WHAT YOU SHOULD DO
Reproduce the following lines exactly as they appear.

A block of data
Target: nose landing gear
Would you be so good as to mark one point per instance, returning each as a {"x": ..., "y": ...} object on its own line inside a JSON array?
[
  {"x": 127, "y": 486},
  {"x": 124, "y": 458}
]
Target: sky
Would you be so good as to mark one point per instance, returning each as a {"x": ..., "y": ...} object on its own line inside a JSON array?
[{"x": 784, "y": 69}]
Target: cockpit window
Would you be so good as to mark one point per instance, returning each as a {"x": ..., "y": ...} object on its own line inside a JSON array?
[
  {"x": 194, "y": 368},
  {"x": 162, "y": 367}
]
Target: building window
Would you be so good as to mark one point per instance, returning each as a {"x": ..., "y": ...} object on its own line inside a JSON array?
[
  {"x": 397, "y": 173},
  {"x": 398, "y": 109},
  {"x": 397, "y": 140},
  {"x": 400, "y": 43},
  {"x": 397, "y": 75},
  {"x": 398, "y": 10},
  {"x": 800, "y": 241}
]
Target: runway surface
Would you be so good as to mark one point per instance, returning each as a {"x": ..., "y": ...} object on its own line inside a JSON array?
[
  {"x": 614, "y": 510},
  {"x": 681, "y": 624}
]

EXPECTED ANSWER
Target: nose landing gear
Would you be so good as to mark one point per instance, returning each as a {"x": ..., "y": ...} object on its own line inside a JSON array?
[
  {"x": 127, "y": 486},
  {"x": 124, "y": 458}
]
Target: sky
Would you be so good as to mark one point per instance, returning each as a {"x": ..., "y": ...} object on its own line inside a JSON array?
[{"x": 784, "y": 69}]
Target: cockpit window
Would you be so good as to mark one point per instance, returning each as a {"x": ..., "y": ...} object on its own line inside a JSON array?
[
  {"x": 194, "y": 368},
  {"x": 162, "y": 367}
]
Target: building window
Would you be so good as to mark one point per instance, returning each as a {"x": ..., "y": ...} object on its own line inside a JSON array?
[
  {"x": 397, "y": 173},
  {"x": 398, "y": 109},
  {"x": 397, "y": 140},
  {"x": 400, "y": 43},
  {"x": 397, "y": 75},
  {"x": 398, "y": 10},
  {"x": 800, "y": 241}
]
Target: runway surface
Would you be so good as to mark one point per instance, returning each as a {"x": ..., "y": ...} object on its own line inside a JSON array?
[
  {"x": 614, "y": 510},
  {"x": 681, "y": 624}
]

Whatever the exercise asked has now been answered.